— EXTRACT —

———

# ie - embed .mkv player [Moved from IE]



## fantum (Mar 30, 2011)

Anybody have any experience embedding .mkv files in ie?

I have tried...

embedding wmp... with k-lite codecs wmp will play .mkv directly but not embedded in ie.

embedding smplayer... fail

embedding vlc... fail... seems to need some sort of streaming server... couldn't find any example code.

1/2 success...
I have managed to embed .mkv vids in ie... It requires the user to download a divx plug-in... The vid works well but no sound  

this is typical of the files I want to embed...
http://usataxpayer.org/Media/Videos/Space/Andromeda.mkv 

tia


----------



## Go The Power (Mar 5, 2007)

*Re: ie - embed .mkv player*

Hi,

Is this for your website?


----------



## fantum (Mar 30, 2011)

———

— WHAT IS ASKED —
**A)** Translate the sentence "Anybody have any experience embedding .mkv files in ie?" from the forum thread on embedding .mkv files into French.
**B)** Rewrite the section of the forum thread on embedding .mkv files that begins at "Anybody have any" and ends at "embedded in ie.", swapping "wmp" for "the media player".
**C)** Supply the next part of the forum thread on embedding .mkv files, continuing from its final line.

— PROVIDED DATA —
———

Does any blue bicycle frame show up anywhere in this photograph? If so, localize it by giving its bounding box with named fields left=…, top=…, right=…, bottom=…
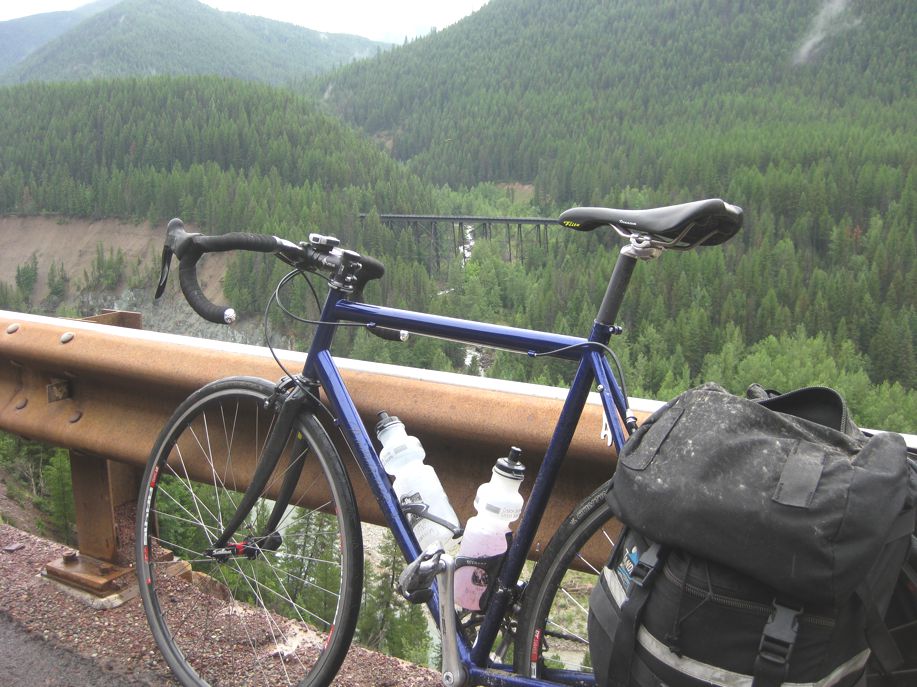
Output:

———

— RESPONSES BY TASK —
**A)** Quelqu'un a-t-il déjà intégré des fichiers .mkv dans ie ?

**B)**
Anybody have any experience embedding .mkv files in ie?

I have tried...

embedding the media player... with k-lite codecs the media player will play .mkv directly but not embedded in ie.

**C)**
*Re: ie - embed .mkv player*

I have access to the server


----------



## Go The Power (Mar 5, 2007)

I have moved your thread to the web design forum.


----------



## Laxer (Dec 28, 2010)

.mkv is not very user friendly. Converting it to something like avi/flv/wmv will give far better cross browser compatibility.


----------



## Laxer (Dec 28, 2010)

I converted your file for you,

File was too big to upload here so I just dumped it on youtube...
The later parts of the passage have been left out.